◆ **Task statement**: Collect every line of the rows below that contains the word "flat", copying each line in full. Matching is case-sensitive.

◆ **Given entries**:
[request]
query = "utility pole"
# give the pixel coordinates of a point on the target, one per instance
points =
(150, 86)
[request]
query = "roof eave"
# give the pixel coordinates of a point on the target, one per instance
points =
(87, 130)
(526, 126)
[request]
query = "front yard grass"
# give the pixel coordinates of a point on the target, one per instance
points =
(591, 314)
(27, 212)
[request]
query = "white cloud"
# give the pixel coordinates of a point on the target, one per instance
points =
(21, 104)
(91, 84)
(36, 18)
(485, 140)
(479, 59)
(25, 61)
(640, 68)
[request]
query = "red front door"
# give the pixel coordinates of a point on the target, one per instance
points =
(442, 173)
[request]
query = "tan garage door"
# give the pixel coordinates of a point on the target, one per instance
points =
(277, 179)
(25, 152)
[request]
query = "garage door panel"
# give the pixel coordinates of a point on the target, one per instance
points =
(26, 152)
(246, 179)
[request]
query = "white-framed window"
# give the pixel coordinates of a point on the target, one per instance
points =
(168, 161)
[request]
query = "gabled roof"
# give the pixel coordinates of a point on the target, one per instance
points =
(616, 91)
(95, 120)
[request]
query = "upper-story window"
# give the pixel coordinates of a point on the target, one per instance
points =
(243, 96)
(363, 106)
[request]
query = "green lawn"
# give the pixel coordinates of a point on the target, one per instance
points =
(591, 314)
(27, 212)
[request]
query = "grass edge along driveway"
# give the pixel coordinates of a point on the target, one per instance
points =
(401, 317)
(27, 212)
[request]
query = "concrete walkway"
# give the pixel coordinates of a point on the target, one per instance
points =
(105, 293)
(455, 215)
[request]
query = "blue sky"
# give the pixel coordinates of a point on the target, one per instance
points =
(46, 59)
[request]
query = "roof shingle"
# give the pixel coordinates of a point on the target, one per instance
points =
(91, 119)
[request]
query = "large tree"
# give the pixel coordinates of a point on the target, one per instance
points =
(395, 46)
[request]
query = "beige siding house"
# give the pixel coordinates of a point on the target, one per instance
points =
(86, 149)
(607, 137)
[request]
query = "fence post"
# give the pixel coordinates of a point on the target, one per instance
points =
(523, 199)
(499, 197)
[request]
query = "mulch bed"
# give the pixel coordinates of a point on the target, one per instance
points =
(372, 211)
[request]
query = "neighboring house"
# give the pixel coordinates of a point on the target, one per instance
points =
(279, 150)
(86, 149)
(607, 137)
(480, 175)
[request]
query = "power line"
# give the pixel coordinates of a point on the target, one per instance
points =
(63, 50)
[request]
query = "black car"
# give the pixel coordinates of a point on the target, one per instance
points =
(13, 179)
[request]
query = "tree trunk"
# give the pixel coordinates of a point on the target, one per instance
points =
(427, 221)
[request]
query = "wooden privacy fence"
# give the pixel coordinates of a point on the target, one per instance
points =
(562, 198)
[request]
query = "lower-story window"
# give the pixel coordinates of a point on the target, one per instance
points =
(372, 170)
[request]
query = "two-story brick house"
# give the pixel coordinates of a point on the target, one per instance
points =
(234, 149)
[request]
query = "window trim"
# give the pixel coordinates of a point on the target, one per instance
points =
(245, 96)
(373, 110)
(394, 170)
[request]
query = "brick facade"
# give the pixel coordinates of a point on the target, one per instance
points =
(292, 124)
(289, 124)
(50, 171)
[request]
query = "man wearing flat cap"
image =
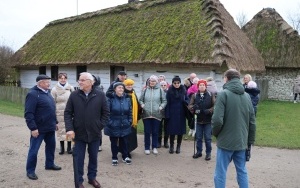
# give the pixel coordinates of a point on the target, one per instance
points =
(41, 120)
(121, 77)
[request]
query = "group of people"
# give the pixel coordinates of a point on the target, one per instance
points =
(82, 114)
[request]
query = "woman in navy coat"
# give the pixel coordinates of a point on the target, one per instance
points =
(175, 113)
(119, 124)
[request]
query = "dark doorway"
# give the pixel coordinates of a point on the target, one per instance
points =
(114, 70)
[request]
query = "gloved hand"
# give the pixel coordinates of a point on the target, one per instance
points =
(206, 112)
(196, 107)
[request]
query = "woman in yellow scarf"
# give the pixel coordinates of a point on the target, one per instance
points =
(132, 137)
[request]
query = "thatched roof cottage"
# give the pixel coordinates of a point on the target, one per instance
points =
(170, 37)
(279, 44)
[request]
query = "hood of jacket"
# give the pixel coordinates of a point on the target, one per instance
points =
(235, 86)
(252, 91)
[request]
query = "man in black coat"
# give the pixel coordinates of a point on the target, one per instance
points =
(41, 120)
(86, 114)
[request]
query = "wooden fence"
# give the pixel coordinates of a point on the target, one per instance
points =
(13, 94)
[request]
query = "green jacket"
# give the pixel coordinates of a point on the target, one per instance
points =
(154, 101)
(233, 121)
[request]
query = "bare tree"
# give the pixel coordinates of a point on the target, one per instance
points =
(294, 20)
(241, 19)
(6, 54)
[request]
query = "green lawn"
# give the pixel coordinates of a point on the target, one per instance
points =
(278, 123)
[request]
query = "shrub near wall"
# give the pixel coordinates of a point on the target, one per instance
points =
(13, 94)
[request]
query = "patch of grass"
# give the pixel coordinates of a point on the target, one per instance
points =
(10, 108)
(277, 123)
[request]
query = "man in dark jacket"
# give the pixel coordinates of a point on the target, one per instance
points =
(202, 103)
(86, 114)
(121, 77)
(233, 124)
(41, 120)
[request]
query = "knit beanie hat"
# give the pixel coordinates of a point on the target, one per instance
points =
(154, 78)
(118, 84)
(251, 85)
(128, 82)
(176, 79)
(203, 82)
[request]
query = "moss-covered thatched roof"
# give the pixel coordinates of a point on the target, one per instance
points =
(277, 41)
(198, 32)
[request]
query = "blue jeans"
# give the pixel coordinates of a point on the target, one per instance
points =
(224, 157)
(35, 143)
(151, 127)
(122, 147)
(80, 148)
(203, 130)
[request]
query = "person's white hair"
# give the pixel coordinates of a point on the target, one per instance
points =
(88, 76)
(195, 80)
(251, 84)
(154, 78)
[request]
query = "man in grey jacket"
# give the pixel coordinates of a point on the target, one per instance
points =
(233, 124)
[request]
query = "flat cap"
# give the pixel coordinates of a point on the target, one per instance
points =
(42, 77)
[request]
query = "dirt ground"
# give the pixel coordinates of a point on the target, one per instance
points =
(268, 168)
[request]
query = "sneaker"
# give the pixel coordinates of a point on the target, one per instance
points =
(147, 152)
(207, 157)
(114, 162)
(127, 160)
(197, 155)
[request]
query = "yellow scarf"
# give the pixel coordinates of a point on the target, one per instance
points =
(134, 110)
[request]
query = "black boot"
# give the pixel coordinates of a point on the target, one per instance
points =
(171, 151)
(179, 140)
(172, 138)
(178, 149)
(69, 148)
(62, 148)
(166, 145)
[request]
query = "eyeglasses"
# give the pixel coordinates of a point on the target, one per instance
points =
(83, 80)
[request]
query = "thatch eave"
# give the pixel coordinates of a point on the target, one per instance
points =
(276, 40)
(185, 32)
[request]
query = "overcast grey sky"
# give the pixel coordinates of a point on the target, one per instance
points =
(21, 19)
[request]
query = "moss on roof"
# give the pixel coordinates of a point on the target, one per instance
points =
(161, 31)
(278, 42)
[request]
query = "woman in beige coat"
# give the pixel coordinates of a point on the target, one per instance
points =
(61, 92)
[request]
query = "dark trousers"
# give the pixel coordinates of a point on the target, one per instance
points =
(35, 143)
(80, 148)
(163, 126)
(100, 144)
(204, 130)
(172, 138)
(151, 126)
(115, 148)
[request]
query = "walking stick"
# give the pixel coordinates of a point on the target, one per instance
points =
(75, 165)
(195, 128)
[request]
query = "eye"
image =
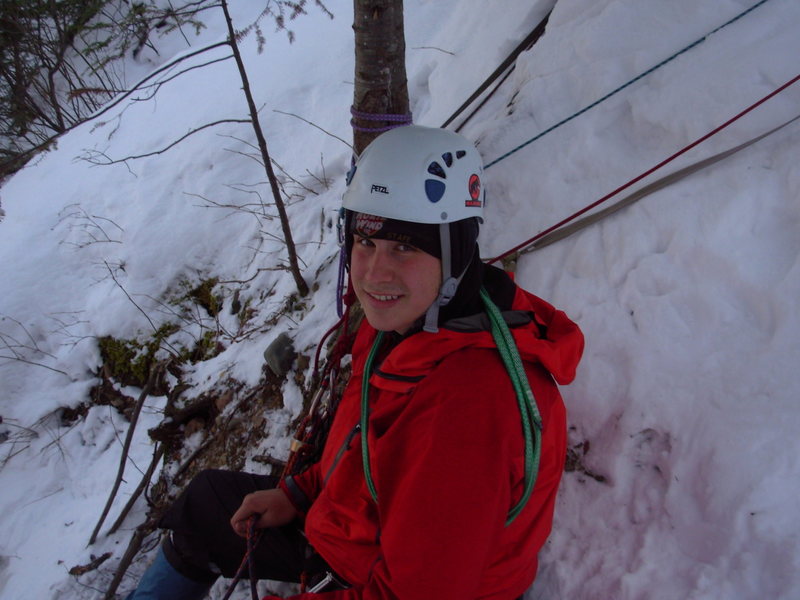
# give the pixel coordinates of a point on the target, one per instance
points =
(362, 241)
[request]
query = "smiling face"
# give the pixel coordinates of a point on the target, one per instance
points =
(394, 282)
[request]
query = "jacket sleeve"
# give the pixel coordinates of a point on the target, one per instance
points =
(303, 488)
(447, 472)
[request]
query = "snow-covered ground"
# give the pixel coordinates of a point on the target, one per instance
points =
(684, 415)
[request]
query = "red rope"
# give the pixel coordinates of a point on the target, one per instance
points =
(610, 195)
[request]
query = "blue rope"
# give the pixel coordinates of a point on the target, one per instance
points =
(622, 87)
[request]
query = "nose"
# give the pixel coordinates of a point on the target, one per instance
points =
(378, 267)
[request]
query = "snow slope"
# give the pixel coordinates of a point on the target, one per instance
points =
(684, 416)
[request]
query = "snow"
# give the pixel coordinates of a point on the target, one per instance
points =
(684, 411)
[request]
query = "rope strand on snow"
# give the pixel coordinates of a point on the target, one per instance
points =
(646, 173)
(625, 85)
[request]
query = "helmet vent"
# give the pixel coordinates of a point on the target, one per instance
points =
(434, 189)
(436, 169)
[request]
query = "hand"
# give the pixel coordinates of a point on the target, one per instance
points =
(271, 507)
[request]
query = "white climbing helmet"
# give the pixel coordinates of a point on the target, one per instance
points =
(424, 175)
(417, 174)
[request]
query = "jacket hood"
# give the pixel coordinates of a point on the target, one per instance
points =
(544, 336)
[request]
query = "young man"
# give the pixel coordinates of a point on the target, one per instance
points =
(428, 485)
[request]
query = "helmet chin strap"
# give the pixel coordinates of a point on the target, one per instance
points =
(449, 283)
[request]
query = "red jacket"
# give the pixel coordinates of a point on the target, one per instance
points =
(446, 449)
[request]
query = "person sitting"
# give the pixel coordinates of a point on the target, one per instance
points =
(436, 480)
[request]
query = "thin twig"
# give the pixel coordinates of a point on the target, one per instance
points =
(346, 143)
(158, 453)
(154, 374)
(191, 132)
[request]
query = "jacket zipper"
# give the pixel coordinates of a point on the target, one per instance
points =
(342, 449)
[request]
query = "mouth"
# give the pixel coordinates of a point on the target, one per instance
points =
(384, 297)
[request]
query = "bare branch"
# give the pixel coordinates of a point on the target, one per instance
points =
(349, 145)
(162, 150)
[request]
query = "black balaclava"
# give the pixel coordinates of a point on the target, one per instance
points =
(465, 256)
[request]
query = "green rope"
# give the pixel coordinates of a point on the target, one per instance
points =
(622, 87)
(531, 419)
(365, 415)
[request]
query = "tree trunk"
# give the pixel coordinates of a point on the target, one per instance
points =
(381, 87)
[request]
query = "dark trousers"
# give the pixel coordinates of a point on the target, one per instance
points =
(203, 544)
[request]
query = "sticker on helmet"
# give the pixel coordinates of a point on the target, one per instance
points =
(474, 191)
(368, 225)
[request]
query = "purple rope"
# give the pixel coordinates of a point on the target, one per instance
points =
(380, 117)
(398, 120)
(340, 284)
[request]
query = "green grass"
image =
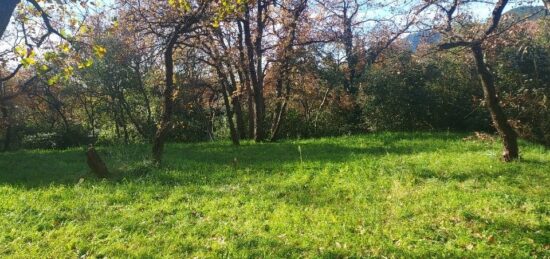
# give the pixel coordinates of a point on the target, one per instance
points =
(391, 194)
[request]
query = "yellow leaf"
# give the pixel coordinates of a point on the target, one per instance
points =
(99, 51)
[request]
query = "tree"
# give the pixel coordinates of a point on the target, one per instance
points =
(475, 41)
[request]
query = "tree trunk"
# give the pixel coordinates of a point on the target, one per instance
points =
(236, 102)
(500, 122)
(255, 53)
(244, 78)
(7, 121)
(168, 102)
(6, 12)
(228, 111)
(280, 112)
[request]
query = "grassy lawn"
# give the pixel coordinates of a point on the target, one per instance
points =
(392, 194)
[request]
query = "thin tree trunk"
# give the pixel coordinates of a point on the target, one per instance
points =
(229, 114)
(279, 117)
(254, 51)
(168, 102)
(509, 136)
(244, 78)
(6, 12)
(236, 102)
(8, 136)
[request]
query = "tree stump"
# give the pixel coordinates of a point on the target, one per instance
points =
(96, 164)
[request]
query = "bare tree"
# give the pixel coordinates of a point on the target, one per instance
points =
(474, 40)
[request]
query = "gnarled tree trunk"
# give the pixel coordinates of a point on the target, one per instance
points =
(509, 136)
(168, 102)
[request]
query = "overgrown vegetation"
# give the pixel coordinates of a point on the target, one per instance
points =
(391, 194)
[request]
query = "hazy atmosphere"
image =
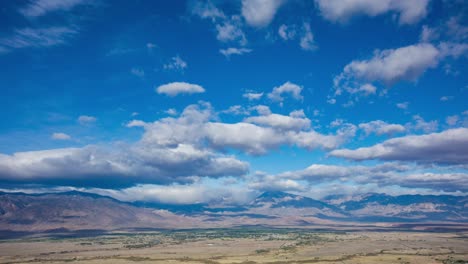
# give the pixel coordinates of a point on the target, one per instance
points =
(185, 102)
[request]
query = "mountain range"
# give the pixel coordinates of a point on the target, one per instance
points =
(20, 212)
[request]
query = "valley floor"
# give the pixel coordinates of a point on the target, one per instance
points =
(247, 246)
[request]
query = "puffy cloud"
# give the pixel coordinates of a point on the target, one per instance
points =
(386, 66)
(446, 98)
(452, 120)
(234, 51)
(176, 63)
(171, 111)
(262, 109)
(176, 88)
(60, 136)
(447, 147)
(277, 95)
(181, 194)
(228, 29)
(42, 7)
(403, 105)
(138, 72)
(383, 176)
(341, 11)
(231, 30)
(380, 127)
(97, 166)
(236, 110)
(307, 39)
(287, 32)
(428, 34)
(260, 13)
(195, 126)
(421, 125)
(206, 9)
(291, 122)
(252, 96)
(305, 35)
(392, 65)
(86, 120)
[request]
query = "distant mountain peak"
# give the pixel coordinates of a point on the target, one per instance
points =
(274, 194)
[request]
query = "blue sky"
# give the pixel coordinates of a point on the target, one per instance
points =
(232, 98)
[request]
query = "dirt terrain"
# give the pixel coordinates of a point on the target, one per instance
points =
(246, 246)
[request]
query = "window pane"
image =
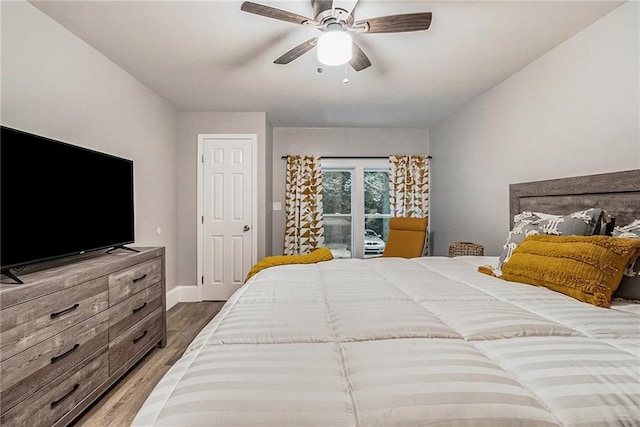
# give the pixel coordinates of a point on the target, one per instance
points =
(336, 192)
(376, 192)
(337, 235)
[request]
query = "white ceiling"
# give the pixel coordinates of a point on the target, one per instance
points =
(211, 56)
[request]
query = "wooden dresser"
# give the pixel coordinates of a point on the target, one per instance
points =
(73, 329)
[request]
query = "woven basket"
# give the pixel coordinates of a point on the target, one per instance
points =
(465, 248)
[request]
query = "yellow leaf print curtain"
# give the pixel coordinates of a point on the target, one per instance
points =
(409, 186)
(304, 230)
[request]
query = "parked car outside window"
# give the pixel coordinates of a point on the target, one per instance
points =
(373, 243)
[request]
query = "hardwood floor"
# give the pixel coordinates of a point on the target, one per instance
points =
(120, 404)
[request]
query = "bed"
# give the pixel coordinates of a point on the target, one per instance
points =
(423, 341)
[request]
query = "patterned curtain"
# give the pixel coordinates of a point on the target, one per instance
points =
(304, 230)
(409, 186)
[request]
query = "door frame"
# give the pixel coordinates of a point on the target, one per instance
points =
(200, 195)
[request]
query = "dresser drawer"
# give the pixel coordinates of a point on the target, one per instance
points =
(125, 347)
(130, 311)
(26, 372)
(56, 399)
(129, 281)
(27, 324)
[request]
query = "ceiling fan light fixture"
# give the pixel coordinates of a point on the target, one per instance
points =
(335, 47)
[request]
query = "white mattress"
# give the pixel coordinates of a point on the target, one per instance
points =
(396, 342)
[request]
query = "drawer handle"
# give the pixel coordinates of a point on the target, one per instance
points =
(58, 358)
(139, 278)
(135, 310)
(135, 340)
(65, 397)
(65, 311)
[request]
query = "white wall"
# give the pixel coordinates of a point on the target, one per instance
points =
(335, 142)
(54, 84)
(574, 111)
(190, 124)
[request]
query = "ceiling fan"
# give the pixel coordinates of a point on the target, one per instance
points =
(339, 22)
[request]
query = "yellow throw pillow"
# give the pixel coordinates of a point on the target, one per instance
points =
(587, 268)
(320, 254)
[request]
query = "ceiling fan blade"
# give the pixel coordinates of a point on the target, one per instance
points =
(297, 51)
(272, 12)
(396, 23)
(359, 61)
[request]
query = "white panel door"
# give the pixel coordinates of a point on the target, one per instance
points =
(227, 215)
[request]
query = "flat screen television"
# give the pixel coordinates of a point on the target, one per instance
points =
(58, 200)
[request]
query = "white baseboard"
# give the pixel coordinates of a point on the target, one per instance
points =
(182, 294)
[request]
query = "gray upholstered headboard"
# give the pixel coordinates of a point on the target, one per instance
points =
(618, 193)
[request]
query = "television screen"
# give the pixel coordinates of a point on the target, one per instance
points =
(58, 199)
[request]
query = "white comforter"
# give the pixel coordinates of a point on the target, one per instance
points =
(396, 342)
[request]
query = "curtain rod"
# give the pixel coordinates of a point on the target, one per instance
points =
(353, 157)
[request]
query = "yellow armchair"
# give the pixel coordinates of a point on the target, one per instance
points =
(407, 237)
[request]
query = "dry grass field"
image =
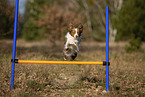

◆ **Task response**:
query = "man wearing flat cap"
query = "flat cap"
query = "flat screen television"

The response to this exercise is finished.